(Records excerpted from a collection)
:::::

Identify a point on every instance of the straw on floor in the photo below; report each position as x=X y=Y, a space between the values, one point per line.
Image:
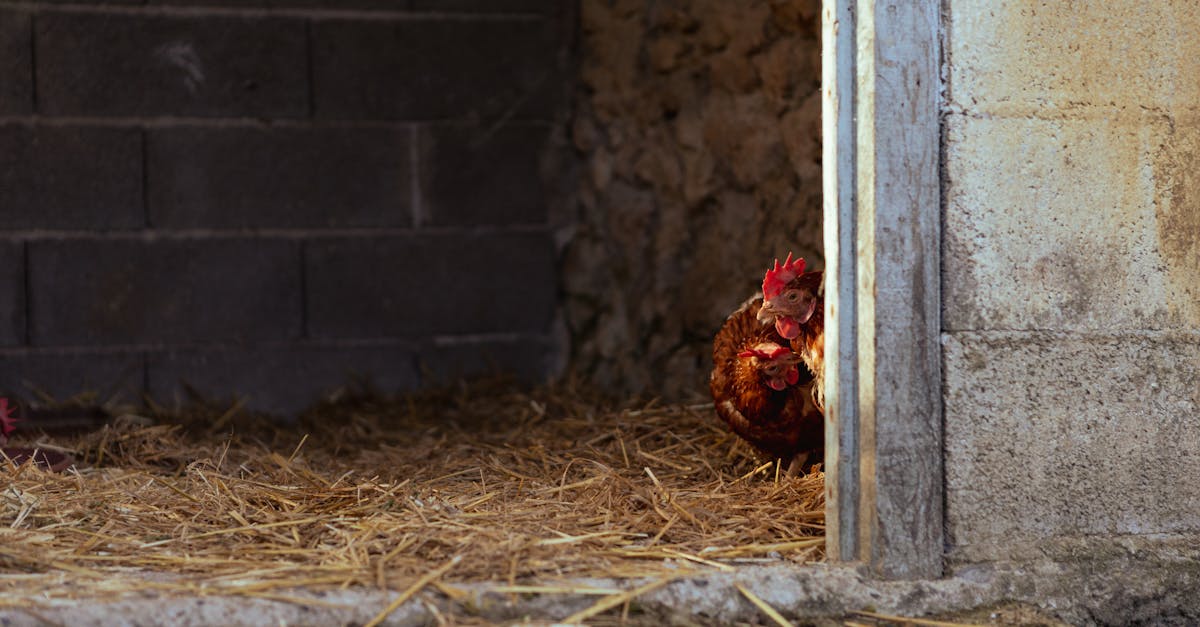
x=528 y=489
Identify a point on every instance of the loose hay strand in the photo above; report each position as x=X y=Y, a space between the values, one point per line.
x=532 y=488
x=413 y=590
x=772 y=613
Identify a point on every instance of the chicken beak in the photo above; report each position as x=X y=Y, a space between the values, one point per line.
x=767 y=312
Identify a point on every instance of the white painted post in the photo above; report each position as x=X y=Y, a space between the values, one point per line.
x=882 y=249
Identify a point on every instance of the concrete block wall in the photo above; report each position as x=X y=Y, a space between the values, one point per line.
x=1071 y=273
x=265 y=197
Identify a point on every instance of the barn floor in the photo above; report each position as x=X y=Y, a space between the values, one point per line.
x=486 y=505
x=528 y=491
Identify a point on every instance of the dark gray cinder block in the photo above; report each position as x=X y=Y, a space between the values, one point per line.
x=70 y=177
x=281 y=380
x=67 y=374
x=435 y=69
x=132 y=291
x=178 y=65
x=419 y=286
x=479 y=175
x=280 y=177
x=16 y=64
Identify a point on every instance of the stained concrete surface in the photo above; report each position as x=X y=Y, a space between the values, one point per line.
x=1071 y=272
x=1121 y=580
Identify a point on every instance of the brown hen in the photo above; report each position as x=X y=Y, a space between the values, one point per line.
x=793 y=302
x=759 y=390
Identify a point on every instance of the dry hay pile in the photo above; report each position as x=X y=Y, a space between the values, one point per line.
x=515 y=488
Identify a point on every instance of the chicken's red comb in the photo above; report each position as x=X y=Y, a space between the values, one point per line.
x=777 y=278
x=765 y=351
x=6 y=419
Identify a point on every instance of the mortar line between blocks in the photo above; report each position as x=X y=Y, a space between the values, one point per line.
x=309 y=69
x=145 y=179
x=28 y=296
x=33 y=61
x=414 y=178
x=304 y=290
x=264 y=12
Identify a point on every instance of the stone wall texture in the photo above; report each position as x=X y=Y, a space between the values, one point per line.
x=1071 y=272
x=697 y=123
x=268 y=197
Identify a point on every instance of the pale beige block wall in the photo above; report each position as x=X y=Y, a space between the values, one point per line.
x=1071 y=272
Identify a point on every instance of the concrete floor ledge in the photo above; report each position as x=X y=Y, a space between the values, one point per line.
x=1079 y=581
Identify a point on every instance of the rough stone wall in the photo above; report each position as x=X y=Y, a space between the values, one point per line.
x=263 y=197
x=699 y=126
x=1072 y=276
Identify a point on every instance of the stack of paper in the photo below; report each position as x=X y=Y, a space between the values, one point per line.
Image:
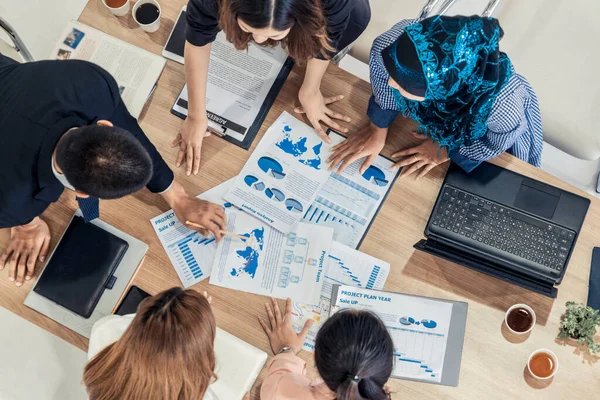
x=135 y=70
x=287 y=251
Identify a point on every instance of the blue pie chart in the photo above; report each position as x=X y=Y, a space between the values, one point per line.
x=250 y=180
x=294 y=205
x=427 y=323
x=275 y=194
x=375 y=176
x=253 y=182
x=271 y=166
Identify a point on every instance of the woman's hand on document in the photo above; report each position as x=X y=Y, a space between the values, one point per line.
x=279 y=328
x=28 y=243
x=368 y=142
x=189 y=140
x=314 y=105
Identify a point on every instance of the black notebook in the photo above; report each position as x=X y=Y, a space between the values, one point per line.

:::::

Leave the pictures out and write out every entry exactly as given.

Identify a point on every instance of the straw on floor in the photo below; report each position as x=X y=Y, a space between the values, one point per line.
Image:
x=528 y=489
Identify a point on every instance of the loose hay strand in the photo above; report each position as x=X y=Y, a space between the values, one point per line.
x=532 y=488
x=413 y=590
x=772 y=613
Identify a point on every instance of the chicken beak in the photo above; report each position as x=X y=Y, a space between the values, one point per line.
x=767 y=312
Identify a point on every instance of the white painted post in the photo above; report each position as x=X y=Y, a space between the values, one point per line.
x=882 y=249
Identify a point on every instance of the concrete block wall in the photo above; report each position as x=X y=Y, a space between the values, one point per line.
x=1071 y=273
x=265 y=197
Identify a point on every instance of the barn floor in the photo above; report each position as x=X y=Y, a space between the values, one point per line.
x=486 y=505
x=528 y=491
Identify a point on every instance of the dark gray cinder block in the photo above; report each position as x=X y=Y, a space between the values, one point per line.
x=70 y=177
x=281 y=380
x=67 y=374
x=435 y=69
x=132 y=291
x=178 y=65
x=419 y=286
x=479 y=175
x=280 y=177
x=16 y=64
Identify a point on every instance of the stained concrete surface in the photo above; report each position as x=X y=Y, a space between the values, one point per line.
x=1071 y=272
x=1121 y=580
Identify a point on every instance of the brown hen in the photo above; report each position as x=X y=Y, a space between the values, one point per line.
x=793 y=302
x=759 y=390
Identify a point on every instance of the dry hay pile in the photo above; report each position as x=X y=Y, a space between the values, one point per line.
x=515 y=488
Identify a point on every instance of the chicken's red comb in the photo above; report each position as x=X y=Y, a space between the values, one point per line.
x=777 y=278
x=765 y=351
x=6 y=419
Identify a point on every instance of the mortar line between blocks in the photo above; report each position as x=X y=Y, a space between the values, one point per line.
x=309 y=69
x=145 y=179
x=28 y=296
x=33 y=61
x=414 y=178
x=304 y=290
x=264 y=12
Identify a point on every instance of the stone wall texture in the photo above; report each position as x=X y=Y, a space between the values, one point per line.
x=1071 y=272
x=697 y=123
x=268 y=197
Identify a point on every instance of the pale beige block wall in the photo above; report each position as x=X y=Y, a space between the values, one point per line.
x=1071 y=272
Identify a point on every instance of the concrete floor ledge in the photo above; report each position as x=X y=Y, a space between the values, one point per line.
x=1079 y=581
Identify a point on every instance of the rough stone wall in the photo above; report each position as x=X y=Y, a space between the values, one point per line.
x=263 y=197
x=699 y=126
x=1072 y=276
Identify a point on every instance of the stack of paper in the photo below; report each position as x=X y=Y, a space between the values, one point per line.
Image:
x=135 y=70
x=287 y=251
Identify a point on every instance of the blue pie chart in the photo above; report each position as x=X y=Y, a space between the values, one point per line.
x=250 y=180
x=294 y=205
x=427 y=323
x=275 y=194
x=375 y=176
x=253 y=182
x=271 y=166
Identify a point on every instance of the woman's hand on document in the photo above; report each position as x=X y=Y, a space between the values, one point per line.
x=279 y=328
x=28 y=243
x=368 y=142
x=189 y=140
x=314 y=105
Identify a point on every instance of the black notebook in the photo above; report each position as x=X y=Y, a space between the values, one point per line.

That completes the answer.